Given information:
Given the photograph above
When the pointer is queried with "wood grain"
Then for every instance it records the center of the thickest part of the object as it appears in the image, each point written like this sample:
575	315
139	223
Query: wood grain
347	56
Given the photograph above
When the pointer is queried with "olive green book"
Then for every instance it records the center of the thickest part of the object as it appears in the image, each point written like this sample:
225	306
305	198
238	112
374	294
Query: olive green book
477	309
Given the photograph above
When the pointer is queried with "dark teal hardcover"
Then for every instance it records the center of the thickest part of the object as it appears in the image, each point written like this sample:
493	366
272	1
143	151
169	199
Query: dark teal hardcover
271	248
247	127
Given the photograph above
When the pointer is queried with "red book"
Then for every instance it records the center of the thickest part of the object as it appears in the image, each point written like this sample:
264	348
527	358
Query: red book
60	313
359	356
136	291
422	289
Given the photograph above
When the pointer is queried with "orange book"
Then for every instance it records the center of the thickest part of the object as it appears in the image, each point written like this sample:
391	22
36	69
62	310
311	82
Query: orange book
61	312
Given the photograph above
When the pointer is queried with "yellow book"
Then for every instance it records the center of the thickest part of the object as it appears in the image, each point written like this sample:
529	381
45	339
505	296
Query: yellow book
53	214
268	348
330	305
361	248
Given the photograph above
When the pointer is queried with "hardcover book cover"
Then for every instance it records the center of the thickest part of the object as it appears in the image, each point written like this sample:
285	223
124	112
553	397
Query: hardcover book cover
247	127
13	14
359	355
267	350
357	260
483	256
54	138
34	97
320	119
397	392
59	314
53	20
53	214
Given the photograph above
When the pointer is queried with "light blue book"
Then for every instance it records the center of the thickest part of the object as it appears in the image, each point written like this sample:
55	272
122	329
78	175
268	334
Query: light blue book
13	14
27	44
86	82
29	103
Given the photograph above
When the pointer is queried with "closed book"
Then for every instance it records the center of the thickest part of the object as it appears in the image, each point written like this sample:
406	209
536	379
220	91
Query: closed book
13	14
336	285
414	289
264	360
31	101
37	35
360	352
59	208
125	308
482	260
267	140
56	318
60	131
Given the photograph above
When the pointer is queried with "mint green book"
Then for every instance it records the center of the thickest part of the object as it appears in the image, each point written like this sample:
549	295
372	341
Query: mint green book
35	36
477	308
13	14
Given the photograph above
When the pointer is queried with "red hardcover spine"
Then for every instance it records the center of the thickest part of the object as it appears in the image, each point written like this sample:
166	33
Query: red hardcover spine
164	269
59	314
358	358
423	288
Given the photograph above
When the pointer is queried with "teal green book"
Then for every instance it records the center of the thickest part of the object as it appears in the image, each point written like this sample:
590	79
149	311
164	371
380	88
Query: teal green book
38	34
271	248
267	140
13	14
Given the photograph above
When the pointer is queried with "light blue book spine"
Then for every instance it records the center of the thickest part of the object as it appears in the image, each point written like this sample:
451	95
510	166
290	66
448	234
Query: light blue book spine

Required action: Set down the listing again, exactly.

Reply:
Given the photograph above
When the pointer is queried with "wood grain"
Then for every instance it records the center of the thickest part of the object as it appears in the image, each point written like this sample:
575	315
139	223
Query: wood grain
347	56
Given the photograph above
When the pointer is queried with "olive green book"
Then for every instance it records the center of the thickest part of the object as it appears in the image, each point written like this sample:
225	306
305	198
238	112
374	294
Query: olive green book
477	309
Given the photograph above
When the pointer is queried with "dark teal hardcover"
Then for every instance it records the center of the thickest part of the object as it appears in the image, each point written like this sample:
493	366
272	1
143	151
169	199
Query: dark teal hardcover
271	248
247	127
Given the photograph above
When the pointer is queried with "red book"
Then for every instance it records the center of the thickest part of the object as it appears in the image, each point written like this sample:
264	348
527	358
Query: red book
60	313
359	356
136	291
422	289
Given the photograph above
When the pointer is queried with "orange book"
Then for every instance it records the center of the thickest part of the object as it appears in the image, each point written like this sample:
391	22
36	69
62	310
311	82
Query: orange book
61	312
Given the photograph above
When the pointer is queried with "yellow book"
Then for every instance it records the center of the thickest part of the object as it appears in the image, each point written like this sample:
529	381
45	339
505	296
Query: yellow book
53	214
268	348
330	305
361	248
Given the photograph above
When the pointer is queried with "hardcover book cover"
Then for every instance it records the center of the thickest part of the object as it appears in the image, each point written like this sample:
285	223
124	112
553	397
Query: hardcover book cover
247	127
13	14
359	355
267	350
357	260
483	256
54	138
34	97
320	119
397	392
59	314
53	20
53	214
Given the photograph above
When the pointer is queried with "light blue book"
Then for every instance it records the center of the thickest part of the object as it appears in the image, each point written like this sample:
55	272
122	329
78	175
268	334
Query: light blue book
13	14
27	44
86	82
29	103
Given the photograph above
When the pointer is queried with "closed book"
Then for every instance it records the center of the thickest part of the object as it appears in the image, each point written like this sample:
406	209
536	379
220	91
Query: closed book
13	14
336	285
414	289
264	360
31	101
37	35
360	352
59	208
125	308
482	260
267	140
56	318
60	131
Given the photograph above
When the pointer is queried with "mint green book"
Then for every instance it records the center of the thickest part of the object as it appears in the image, each point written like this sample:
549	295
372	341
Query: mint green book
35	36
477	308
13	14
Given the photograph above
When the pointer is queried with "red hardcover spine"
Then for every instance it records the center of the thickest part of the object as it appears in the image, each point written like this sample:
166	33
Query: red hardcover spine
164	269
59	314
358	358
423	288
Given the photograph above
When the pointer is queried with "teal green book"
Then for every instance it records the center of the thickest part of the object as it appears in the image, each point written like this sample:
590	79
149	311
164	371
380	88
Query: teal green book
38	34
271	248
267	140
13	14
Given the photograph above
When the pointer is queried with "light blue book spine"
Then for every instance it records the center of the thickest part of the object as it appears in the image, each point written like this sample:
451	95
510	166
290	66
448	234
Query: light blue book spine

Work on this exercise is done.